Bundesverfassungsgericht

You are here:

A right of the apparent father to information concerning sexual relations of the mother requires a specific statutory basis

Press Release No. 16/2015 of 18 March 2015

Order of 24 February 2015
1 BvR 472/14

A court order requiring the mother to provide information on sexual relations with certain persons in order to facilitate enforcement of a claim by the so-called apparent father to compensation for child support payments constitutes a severe interference with the mother’s right of personality. Such an order requires an adequately specific statutory basis, which does not exist. Such was the decision of the First Senate of the Federal Constitutional Court in an order published today. The Senate reversed an order of the Higher Regional Court (Oberlandesgericht) of Schleswig-Holstein, which in the initial proceedings had required the complainant to provide information, and remanded the case for a new decision.

Facts of the Case and Procedural History:

1. If paternity is successfully challenged, support claims of the child against the former legal father (the so-called apparent father) are retroactively extinguished. To the extent that the apparent father has already made child support payments, the child’s support claims against the biological father are transferred to the apparent father. There is no statutory provision on rights of the apparent father to demand information from the mother on who might be the biological father. In a series of recent decisions, the Federal Court of Justice (Bundesgerichtshof) acknowledged and further delineated such a right, which it based on the principle of bona fide in § 242 of the Civil Code (Bürgerliches Gesetzbuch – BGB).

Available data:
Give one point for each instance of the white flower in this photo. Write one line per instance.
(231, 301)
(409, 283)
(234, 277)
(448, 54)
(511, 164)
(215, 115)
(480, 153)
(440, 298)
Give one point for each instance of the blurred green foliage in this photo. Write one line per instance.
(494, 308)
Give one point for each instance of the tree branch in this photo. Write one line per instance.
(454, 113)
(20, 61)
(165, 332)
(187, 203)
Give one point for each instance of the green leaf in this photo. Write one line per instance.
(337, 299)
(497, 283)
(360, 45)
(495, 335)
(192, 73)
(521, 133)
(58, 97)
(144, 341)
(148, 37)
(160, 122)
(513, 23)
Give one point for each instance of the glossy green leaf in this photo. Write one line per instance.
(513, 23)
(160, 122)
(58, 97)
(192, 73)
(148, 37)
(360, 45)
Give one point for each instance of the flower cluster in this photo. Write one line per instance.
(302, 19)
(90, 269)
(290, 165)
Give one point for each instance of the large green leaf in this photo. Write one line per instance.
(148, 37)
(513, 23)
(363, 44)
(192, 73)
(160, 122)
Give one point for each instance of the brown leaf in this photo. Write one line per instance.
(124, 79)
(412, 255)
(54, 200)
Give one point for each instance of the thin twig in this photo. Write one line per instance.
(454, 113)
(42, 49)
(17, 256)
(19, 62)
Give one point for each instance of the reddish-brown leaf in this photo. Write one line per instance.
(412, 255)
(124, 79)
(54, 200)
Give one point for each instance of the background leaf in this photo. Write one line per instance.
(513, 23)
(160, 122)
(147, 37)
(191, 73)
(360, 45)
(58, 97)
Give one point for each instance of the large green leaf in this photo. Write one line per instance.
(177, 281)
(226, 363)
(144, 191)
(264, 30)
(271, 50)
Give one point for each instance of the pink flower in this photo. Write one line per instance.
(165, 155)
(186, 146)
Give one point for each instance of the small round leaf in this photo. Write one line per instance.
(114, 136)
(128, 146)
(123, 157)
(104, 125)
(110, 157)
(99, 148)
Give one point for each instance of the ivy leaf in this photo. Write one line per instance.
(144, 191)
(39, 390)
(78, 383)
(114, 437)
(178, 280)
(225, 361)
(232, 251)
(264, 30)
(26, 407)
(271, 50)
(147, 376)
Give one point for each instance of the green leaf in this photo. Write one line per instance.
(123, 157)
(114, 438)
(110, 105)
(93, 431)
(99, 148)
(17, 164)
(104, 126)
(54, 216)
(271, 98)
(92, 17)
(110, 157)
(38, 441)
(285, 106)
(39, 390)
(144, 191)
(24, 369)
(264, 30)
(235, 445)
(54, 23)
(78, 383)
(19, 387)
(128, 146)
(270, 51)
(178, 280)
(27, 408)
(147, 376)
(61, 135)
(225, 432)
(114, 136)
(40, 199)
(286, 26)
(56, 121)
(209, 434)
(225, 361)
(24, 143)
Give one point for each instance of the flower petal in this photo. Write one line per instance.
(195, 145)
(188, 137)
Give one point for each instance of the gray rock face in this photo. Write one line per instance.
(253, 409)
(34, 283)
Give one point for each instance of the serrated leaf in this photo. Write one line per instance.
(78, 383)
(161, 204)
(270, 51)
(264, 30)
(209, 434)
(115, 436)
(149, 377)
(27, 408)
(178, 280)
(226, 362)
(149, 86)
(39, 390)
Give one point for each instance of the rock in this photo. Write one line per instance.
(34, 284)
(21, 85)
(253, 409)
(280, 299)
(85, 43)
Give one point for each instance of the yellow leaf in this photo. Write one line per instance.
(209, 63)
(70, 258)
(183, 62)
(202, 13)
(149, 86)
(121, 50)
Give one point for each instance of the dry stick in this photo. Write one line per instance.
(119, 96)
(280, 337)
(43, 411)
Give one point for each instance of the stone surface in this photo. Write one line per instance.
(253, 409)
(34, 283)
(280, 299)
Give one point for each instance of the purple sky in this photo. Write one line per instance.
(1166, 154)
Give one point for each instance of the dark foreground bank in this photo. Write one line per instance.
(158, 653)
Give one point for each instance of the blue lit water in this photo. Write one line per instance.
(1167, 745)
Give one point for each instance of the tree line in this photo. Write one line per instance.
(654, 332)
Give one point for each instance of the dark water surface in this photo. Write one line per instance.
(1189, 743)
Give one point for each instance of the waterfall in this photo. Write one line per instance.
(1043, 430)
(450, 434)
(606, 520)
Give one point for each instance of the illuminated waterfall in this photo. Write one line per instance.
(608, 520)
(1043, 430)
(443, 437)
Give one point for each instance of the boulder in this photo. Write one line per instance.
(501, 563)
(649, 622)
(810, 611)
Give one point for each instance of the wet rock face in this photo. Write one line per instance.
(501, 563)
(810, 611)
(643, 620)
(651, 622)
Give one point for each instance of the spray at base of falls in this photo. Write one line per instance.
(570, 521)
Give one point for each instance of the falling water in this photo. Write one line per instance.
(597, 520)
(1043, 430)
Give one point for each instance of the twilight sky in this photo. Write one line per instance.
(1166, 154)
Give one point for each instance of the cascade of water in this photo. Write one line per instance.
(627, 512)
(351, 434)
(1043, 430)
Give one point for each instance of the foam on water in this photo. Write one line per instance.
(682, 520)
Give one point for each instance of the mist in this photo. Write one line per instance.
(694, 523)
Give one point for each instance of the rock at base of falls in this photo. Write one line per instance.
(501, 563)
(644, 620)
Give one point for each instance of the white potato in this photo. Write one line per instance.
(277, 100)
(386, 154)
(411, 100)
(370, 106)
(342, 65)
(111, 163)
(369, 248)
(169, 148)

What is being asked: Continue the court press release on the apparent father's right to information, starting after its last sentence.

Solved problem:
2. The complainant, twenty years old at the time, was in a relationship with the applicant of the initial proceedings and became pregnant. After the complainant and the applicant had married, the complainant’s daughter was born in wedlock in early October 1991, making the applicant the legal father of the child. In 1994, the complainant informed the applicant of the possibility that he might not be the child’s biological father. The complainant and the applicant were divorced in 1995. The applicant applied for sole custody of the daughter. In 2010, the applicant successfully challenged paternity. In October 2012, he requested the complainant to inform him of who might be the biological father of her daughter, which the complainant refused to do. The Local Court (Amtsgericht) and the Higher Regional Court required the complainant to provide the information; the constitutional complaint challenges these decisions.

Key Considerations of the Senate:

1. The challenged decisions violate the complainant’s general right of personality since they fail to recognise the scope of this fundamental right. By encompassing the private and intimate spheres, the general right of personality also protects the right to decide oneself if and how one discloses information on one’s intimate sphere and on one’s sex life. This includes not having to disclose sexual relations with a specific partner.

The courts correctly opposed this right to the apparent father’s interest in enforcing his claim to compensation under statutory law. Even though the interest in deciding oneself if and to whom one wishes to disclose information on one’s sex life carries large constitutional weight, the mother’s interest in secrecy may in certain cases – e.g. because of her prior conduct – be less worthy of protection than the apparent father’s interest in financial compensation. It is, therefore, not a priori impossible under constitutional law to force the mother to provide the apparent father with information on the identity of the father to facilitate enforcement of his claim to compensation.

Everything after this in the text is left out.